§ What needs to be done
Your task is to write out the complete listing exactly as it is shown.

§ Provided material
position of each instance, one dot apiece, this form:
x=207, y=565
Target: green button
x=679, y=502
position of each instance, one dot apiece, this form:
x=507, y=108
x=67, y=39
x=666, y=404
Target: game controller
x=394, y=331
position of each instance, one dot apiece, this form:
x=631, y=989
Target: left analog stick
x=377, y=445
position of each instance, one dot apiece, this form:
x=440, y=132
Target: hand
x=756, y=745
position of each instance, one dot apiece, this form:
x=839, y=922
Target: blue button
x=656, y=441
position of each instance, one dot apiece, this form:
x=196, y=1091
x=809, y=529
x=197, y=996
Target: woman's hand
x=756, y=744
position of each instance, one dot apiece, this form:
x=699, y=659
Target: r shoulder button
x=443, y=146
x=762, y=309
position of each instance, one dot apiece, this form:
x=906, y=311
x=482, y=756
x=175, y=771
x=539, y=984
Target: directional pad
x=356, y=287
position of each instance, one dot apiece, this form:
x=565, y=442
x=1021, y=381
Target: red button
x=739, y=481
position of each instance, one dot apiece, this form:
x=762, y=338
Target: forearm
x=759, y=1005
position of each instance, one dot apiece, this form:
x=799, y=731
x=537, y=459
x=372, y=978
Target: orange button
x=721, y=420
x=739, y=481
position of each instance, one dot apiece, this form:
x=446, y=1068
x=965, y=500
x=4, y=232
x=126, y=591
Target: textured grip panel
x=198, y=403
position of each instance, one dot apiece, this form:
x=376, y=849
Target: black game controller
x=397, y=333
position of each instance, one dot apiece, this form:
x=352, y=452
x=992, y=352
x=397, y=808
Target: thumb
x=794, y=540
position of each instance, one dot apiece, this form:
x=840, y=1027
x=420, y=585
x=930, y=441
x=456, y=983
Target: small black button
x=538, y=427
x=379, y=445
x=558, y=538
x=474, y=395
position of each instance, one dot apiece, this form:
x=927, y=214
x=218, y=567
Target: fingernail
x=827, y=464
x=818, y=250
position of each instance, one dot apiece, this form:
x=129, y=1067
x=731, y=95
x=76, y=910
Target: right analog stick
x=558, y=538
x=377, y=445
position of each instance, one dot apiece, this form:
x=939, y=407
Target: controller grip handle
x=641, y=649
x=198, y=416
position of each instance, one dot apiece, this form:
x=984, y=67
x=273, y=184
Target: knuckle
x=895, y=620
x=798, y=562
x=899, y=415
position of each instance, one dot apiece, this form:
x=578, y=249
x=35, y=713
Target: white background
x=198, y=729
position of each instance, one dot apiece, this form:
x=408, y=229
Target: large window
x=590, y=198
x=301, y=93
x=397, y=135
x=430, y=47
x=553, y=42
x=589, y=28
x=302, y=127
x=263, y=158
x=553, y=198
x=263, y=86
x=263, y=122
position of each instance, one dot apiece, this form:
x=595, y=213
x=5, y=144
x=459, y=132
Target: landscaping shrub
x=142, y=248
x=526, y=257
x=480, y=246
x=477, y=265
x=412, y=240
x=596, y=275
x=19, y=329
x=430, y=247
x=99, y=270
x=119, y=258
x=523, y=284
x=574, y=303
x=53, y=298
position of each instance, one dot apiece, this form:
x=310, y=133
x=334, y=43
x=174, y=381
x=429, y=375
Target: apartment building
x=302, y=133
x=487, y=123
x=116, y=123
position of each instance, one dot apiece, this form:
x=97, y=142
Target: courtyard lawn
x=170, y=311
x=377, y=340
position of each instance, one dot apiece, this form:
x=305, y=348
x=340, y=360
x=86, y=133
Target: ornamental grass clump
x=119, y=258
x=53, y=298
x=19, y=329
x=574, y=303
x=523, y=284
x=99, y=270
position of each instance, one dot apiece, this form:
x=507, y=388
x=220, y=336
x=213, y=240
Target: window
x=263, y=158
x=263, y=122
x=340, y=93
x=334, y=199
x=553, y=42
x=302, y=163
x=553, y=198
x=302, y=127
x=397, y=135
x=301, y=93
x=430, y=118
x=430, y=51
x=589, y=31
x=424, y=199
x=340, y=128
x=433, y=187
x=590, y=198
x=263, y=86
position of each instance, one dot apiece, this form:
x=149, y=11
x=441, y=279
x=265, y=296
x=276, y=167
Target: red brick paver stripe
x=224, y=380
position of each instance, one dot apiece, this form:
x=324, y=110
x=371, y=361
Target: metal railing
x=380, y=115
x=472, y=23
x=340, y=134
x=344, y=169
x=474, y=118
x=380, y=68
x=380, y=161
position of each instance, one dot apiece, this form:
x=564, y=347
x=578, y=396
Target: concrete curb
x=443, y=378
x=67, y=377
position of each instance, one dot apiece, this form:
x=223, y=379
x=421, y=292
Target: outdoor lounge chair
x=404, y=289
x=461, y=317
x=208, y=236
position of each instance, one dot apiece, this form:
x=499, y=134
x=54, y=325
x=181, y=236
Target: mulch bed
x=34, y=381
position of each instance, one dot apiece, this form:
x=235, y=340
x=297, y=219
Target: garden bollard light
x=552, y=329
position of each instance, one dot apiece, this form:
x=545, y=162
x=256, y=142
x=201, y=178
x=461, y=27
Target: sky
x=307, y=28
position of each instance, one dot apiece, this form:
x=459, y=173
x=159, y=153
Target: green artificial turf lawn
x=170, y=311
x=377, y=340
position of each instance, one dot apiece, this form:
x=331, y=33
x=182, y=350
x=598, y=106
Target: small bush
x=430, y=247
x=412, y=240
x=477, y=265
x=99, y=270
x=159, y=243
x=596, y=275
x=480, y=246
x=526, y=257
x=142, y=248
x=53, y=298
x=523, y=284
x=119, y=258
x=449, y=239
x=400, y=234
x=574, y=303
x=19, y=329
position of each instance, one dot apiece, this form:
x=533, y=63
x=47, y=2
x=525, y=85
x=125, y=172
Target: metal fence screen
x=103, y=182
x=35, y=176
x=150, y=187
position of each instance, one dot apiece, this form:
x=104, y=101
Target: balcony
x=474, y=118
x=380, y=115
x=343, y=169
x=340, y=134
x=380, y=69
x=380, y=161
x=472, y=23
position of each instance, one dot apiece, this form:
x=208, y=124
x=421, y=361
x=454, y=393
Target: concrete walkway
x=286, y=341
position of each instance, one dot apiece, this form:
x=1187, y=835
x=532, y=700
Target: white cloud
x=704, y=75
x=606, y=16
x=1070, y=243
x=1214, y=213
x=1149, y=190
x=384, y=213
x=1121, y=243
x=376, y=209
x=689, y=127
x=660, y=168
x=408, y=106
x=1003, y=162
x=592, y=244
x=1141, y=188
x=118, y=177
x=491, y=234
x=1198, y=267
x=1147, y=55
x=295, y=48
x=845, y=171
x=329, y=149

§ Result of this task
position of each instance, one dot apiece, this form:
x=207, y=565
Target: green button
x=679, y=502
position of each instance, one dot apiece, this form:
x=507, y=108
x=67, y=39
x=666, y=404
Target: game controller
x=394, y=331
position of each instance, one dot apiece, this form:
x=631, y=989
Target: left analog stick
x=377, y=445
position of each instance, one dot apiece, this form:
x=440, y=132
Target: hand
x=756, y=745
position of each instance, one dot apiece, this form:
x=839, y=922
Target: blue button
x=656, y=441
position of each instance, one dot apiece, this form:
x=196, y=1091
x=809, y=529
x=197, y=996
Target: woman's hand
x=756, y=744
position of each instance, one dot apiece, this form:
x=699, y=659
Target: r shoulder button
x=443, y=146
x=762, y=309
position of each instance, one dot apiece, this form:
x=906, y=311
x=482, y=756
x=175, y=771
x=539, y=984
Target: directional pad
x=356, y=287
position of each instance, one dot apiece, this form:
x=565, y=442
x=1021, y=381
Target: red button
x=739, y=481
position of each instance, one dot apiece, this form:
x=762, y=338
Target: forearm
x=759, y=1005
position of each instance, one dot apiece, this form:
x=799, y=731
x=537, y=459
x=372, y=978
Target: orange button
x=721, y=420
x=739, y=481
position of each instance, one dot apiece, this form:
x=446, y=1068
x=965, y=500
x=4, y=232
x=126, y=591
Target: textured grip panel
x=198, y=403
position of each instance, one dot apiece, this form:
x=376, y=849
Target: black game controller
x=397, y=333
position of each instance, one dot apiece, this form:
x=352, y=452
x=992, y=352
x=397, y=808
Target: thumb
x=794, y=540
position of each instance, one dot apiece, this form:
x=840, y=1027
x=420, y=585
x=930, y=441
x=456, y=983
Target: small black button
x=538, y=427
x=379, y=445
x=558, y=538
x=474, y=395
position of each instance, one dot apiece, this form:
x=927, y=214
x=218, y=567
Target: fingernail
x=827, y=464
x=818, y=250
position of each instance, one dot apiece, this form:
x=129, y=1067
x=731, y=95
x=76, y=910
Target: right analog stick
x=558, y=538
x=377, y=445
position of each instance, one dot apiece, this form:
x=939, y=407
Target: controller grip handle
x=641, y=649
x=198, y=416
position of each instance, one dot apiece, this form:
x=984, y=67
x=273, y=184
Target: knuckle
x=895, y=620
x=798, y=562
x=899, y=415
position of each instance, one dot apiece, this form:
x=578, y=249
x=35, y=713
Target: white background
x=198, y=729
position of each instance, one dot apiece, this form:
x=408, y=229
Target: large window
x=590, y=198
x=301, y=93
x=397, y=135
x=430, y=47
x=553, y=42
x=589, y=28
x=302, y=127
x=263, y=158
x=553, y=198
x=263, y=86
x=263, y=122
position of each instance, one dot apiece, this form:
x=595, y=213
x=5, y=144
x=459, y=132
Target: landscaping shrub
x=142, y=248
x=526, y=257
x=480, y=246
x=477, y=265
x=412, y=240
x=596, y=275
x=19, y=329
x=430, y=247
x=99, y=270
x=119, y=258
x=523, y=284
x=574, y=303
x=53, y=298
position of each instance, one dot apiece, this form:
x=310, y=133
x=334, y=43
x=174, y=381
x=429, y=375
Target: apartment building
x=302, y=133
x=487, y=123
x=116, y=123
position of each instance, one dot apiece, this form:
x=97, y=142
Target: courtyard lawn
x=170, y=311
x=377, y=340
position of each instance, one dot apiece, this form:
x=305, y=348
x=340, y=360
x=86, y=133
Target: ornamental grass clump
x=119, y=258
x=53, y=298
x=19, y=329
x=574, y=303
x=523, y=284
x=99, y=270
position of each instance, one dot apiece, this form:
x=507, y=388
x=220, y=336
x=213, y=240
Target: window
x=263, y=158
x=263, y=122
x=340, y=93
x=334, y=199
x=553, y=42
x=302, y=163
x=553, y=198
x=302, y=127
x=397, y=135
x=301, y=93
x=430, y=118
x=430, y=51
x=589, y=31
x=424, y=199
x=340, y=128
x=433, y=187
x=590, y=198
x=263, y=86
position of each instance, one dot apiece, this form:
x=149, y=11
x=441, y=279
x=265, y=296
x=276, y=167
Target: red brick paver stripe
x=224, y=380
position of each instance, one dot apiece, this form:
x=324, y=110
x=371, y=361
Target: metal railing
x=380, y=115
x=472, y=23
x=340, y=134
x=344, y=169
x=474, y=118
x=380, y=68
x=380, y=161
position of each instance, one dot apiece, this form:
x=564, y=347
x=578, y=396
Target: concrete curb
x=443, y=378
x=67, y=377
position of each instance, one dot apiece, this form:
x=223, y=379
x=421, y=292
Target: outdoor lounge chair
x=404, y=289
x=461, y=317
x=208, y=236
position of each instance, one dot apiece, this form:
x=499, y=134
x=54, y=325
x=181, y=236
Target: mulch bed
x=34, y=381
position of each instance, one dot apiece, this form:
x=235, y=340
x=297, y=219
Target: garden bollard light
x=552, y=329
position of each instance, one dot apiece, this form:
x=545, y=162
x=256, y=142
x=201, y=178
x=461, y=27
Target: sky
x=307, y=28
position of each instance, one dot apiece, this form:
x=459, y=173
x=159, y=153
Target: green artificial turf lawn
x=170, y=311
x=377, y=340
position of each instance, one dot apiece, this form:
x=331, y=33
x=182, y=350
x=598, y=106
Target: small bush
x=430, y=247
x=412, y=240
x=477, y=265
x=99, y=270
x=159, y=243
x=596, y=275
x=480, y=246
x=526, y=257
x=142, y=248
x=53, y=298
x=523, y=284
x=119, y=258
x=449, y=239
x=400, y=234
x=574, y=303
x=19, y=329
position of each instance, one dot apiece, this form:
x=533, y=63
x=47, y=2
x=525, y=85
x=125, y=172
Target: metal fence screen
x=103, y=182
x=35, y=176
x=150, y=187
position of each instance, one dot apiece, this form:
x=104, y=101
Target: balcony
x=474, y=118
x=380, y=115
x=343, y=169
x=340, y=134
x=380, y=69
x=380, y=161
x=472, y=23
position of each instance, one dot apiece, this form:
x=208, y=124
x=421, y=361
x=454, y=393
Target: concrete walkway
x=286, y=341
position of each instance, one dot apiece, this form:
x=1187, y=835
x=532, y=700
Target: white cloud
x=704, y=75
x=606, y=16
x=1070, y=243
x=1214, y=213
x=1149, y=190
x=384, y=213
x=1121, y=243
x=376, y=209
x=689, y=127
x=660, y=168
x=408, y=106
x=1003, y=162
x=592, y=244
x=1141, y=188
x=118, y=177
x=491, y=234
x=1198, y=267
x=1147, y=55
x=295, y=48
x=845, y=171
x=329, y=149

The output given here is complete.